• Aim of the exercise: Copy each row below, replacing "parked car" with "stopped car" everywhere and leaving everything else the same. Leave out the pictures.

• Data shown:
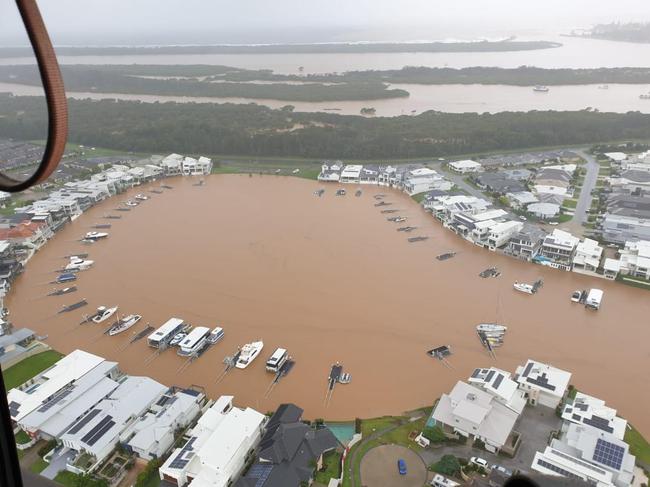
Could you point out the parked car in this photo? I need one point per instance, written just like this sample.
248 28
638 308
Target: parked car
479 462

• Reply to the exercise:
Could you point out the stopped car in this photo? I need one point per instance, written just like this sample.
248 28
638 308
Target: stopped car
479 462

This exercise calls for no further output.